Let the line containing "Concept: fingers" serve as the first line of the answer and the final line of the entries as its last, with every line between copied exactly.

(Supplied data)

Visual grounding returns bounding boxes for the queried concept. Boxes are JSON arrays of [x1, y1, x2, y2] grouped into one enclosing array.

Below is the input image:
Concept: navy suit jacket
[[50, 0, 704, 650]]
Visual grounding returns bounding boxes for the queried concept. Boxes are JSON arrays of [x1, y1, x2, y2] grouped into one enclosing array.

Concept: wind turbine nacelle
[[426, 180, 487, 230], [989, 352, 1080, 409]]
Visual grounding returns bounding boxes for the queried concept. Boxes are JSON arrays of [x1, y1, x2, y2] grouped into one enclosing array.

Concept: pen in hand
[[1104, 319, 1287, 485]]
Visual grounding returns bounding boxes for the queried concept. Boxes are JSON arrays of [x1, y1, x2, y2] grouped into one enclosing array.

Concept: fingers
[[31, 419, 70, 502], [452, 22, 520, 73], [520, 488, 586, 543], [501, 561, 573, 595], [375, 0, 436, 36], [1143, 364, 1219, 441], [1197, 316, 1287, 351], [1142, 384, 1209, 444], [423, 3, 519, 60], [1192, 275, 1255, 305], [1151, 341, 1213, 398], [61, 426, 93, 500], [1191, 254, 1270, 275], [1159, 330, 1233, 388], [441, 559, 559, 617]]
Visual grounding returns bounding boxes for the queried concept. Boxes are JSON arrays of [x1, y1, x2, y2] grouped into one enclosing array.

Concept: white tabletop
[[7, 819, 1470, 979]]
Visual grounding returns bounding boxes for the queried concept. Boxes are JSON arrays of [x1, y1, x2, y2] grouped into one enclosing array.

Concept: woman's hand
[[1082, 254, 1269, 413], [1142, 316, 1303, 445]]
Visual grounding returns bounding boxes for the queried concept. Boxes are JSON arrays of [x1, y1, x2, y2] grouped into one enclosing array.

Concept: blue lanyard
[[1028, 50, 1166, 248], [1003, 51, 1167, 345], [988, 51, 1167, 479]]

(End Supplied data)

Written response —
Concept: fingers
[[31, 419, 70, 502], [452, 22, 520, 73], [520, 488, 586, 543], [501, 561, 573, 595], [375, 0, 436, 36], [1143, 364, 1219, 441], [1197, 316, 1287, 351], [1142, 384, 1209, 444], [423, 3, 519, 60], [1192, 275, 1255, 305], [1151, 341, 1213, 398], [61, 426, 93, 500], [1191, 254, 1270, 275], [1159, 330, 1233, 388], [441, 559, 559, 617]]
Visual grounding returns bounding boxes for the queried concept. Boxes are JSON arrays of [x1, y1, x2, y2] grouped into one enclosing array.

Concept: white tabletop
[[7, 819, 1470, 979]]
Visual grounding returns bounding boxes for the queried concept. Boxes are JSON arrays of [x1, y1, x2, y2] grouped into one enclosing array.

Concept: woman's hand
[[1082, 254, 1269, 413], [1142, 316, 1303, 445]]
Visual grounding returns bounding boxes for the queried concept. Boxes are JSON arrays of [x1, y1, x2, y2] grouped into one enclosing array.

Concept: blue lanyard
[[1028, 50, 1166, 248], [1003, 51, 1167, 345], [988, 51, 1167, 479]]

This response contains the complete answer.